O QUE SE PEDE:
a) De acordo com o texto sobre Boris Schnaiderman, em que ano ele veio para o Brasil?
b) Resuma em poucas frases o parágrafo do texto sobre Boris Schnaiderman que começa com "Um dos maiores tradutores do país", mantendo os fatos principais.

TEXTO DE LEITURA:
Boris Schnaiderman, primeiro professor de russo da USP, fala da Rússia que conheceu na infância e do trabalho de traduzir clássicos como Tolstói e Dostoiévski

CAIO LIUDVIK
COLABORAÇÃO PARA A FOLHA

Um dos maiores tradutores do país, Boris Schnaiderman completou 90 anos em 2007, assim como a Revolução Russa que o rondou de perto desde muito cedo -ele nasceu na Ucrânia, antiga república soviética, vindo ao Brasil em 1925. Schnaiderman foi o primeiro professor da cadeira de russo na USP, onde é professor emérito, e conseguiu impedir que o curso fosse fechado no contexto do regime militar; chegou a ser preso em sala de aula, como conta na entrevista a seguir.

LINHAS FORNECIDAS:

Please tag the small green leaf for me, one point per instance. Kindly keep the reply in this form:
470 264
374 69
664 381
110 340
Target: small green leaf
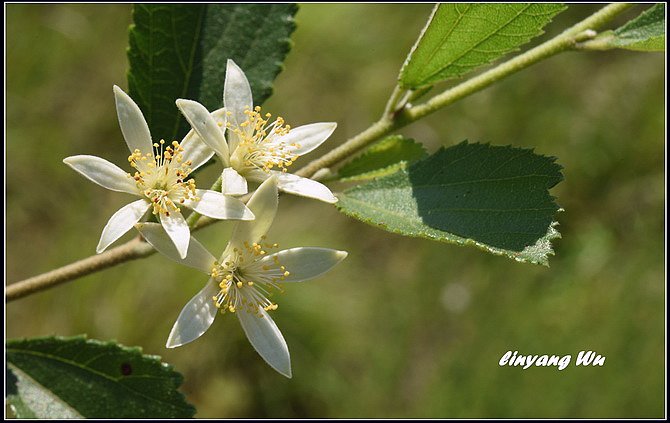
645 33
383 158
495 198
73 377
180 51
460 37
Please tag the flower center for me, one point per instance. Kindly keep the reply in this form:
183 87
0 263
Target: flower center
245 284
262 146
160 177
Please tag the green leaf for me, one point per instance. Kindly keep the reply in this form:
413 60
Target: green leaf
73 377
383 158
180 51
644 33
495 198
460 37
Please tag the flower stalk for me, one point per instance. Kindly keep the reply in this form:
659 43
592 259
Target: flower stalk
390 121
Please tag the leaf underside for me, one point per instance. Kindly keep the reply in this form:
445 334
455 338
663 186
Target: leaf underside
495 198
644 33
58 377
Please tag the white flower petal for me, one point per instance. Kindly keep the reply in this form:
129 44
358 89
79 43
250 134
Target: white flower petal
303 139
303 263
195 318
121 222
103 173
177 229
263 204
197 256
218 206
205 125
267 340
304 187
237 95
232 183
133 126
195 149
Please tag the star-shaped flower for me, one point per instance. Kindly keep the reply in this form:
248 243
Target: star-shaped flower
254 147
242 280
160 180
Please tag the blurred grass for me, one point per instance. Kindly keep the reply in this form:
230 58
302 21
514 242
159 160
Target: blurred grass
403 327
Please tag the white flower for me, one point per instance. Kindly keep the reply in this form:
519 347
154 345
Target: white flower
243 278
257 147
160 180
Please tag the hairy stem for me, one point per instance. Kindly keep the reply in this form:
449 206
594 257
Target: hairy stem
131 250
564 41
391 120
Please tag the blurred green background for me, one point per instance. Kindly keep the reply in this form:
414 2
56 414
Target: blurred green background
403 327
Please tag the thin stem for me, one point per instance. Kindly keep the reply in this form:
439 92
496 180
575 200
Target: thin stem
390 121
563 42
131 250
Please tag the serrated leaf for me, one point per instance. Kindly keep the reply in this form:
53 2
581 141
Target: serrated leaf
180 51
645 33
496 198
383 158
460 37
58 378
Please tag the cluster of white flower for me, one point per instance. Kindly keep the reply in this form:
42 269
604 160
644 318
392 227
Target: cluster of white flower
253 148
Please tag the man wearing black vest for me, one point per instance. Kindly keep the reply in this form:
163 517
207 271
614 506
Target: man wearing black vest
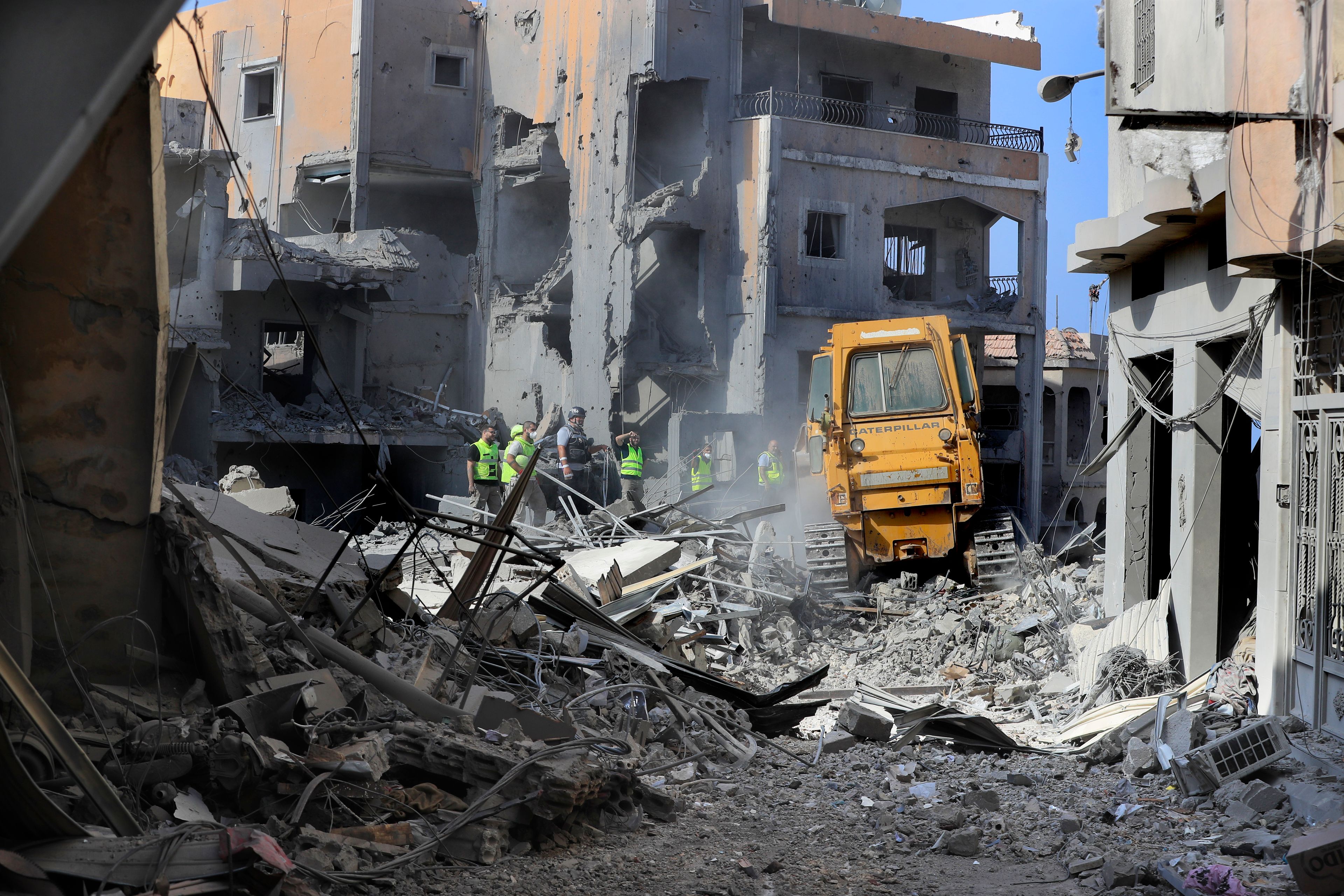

RESPOSTAS DAS TAREFAS:
a) Em 1925.

b) Boris Schnaiderman, um dos maiores tradutores do país, nasceu na Ucrânia e veio ao Brasil em 1925. Em 2007 completou 90 anos, assim como a Revolução Russa. Foi o primeiro professor de russo da USP, onde é professor emérito. Durante o regime militar, impediu o fechamento do curso e chegou a ser preso em sala de aula.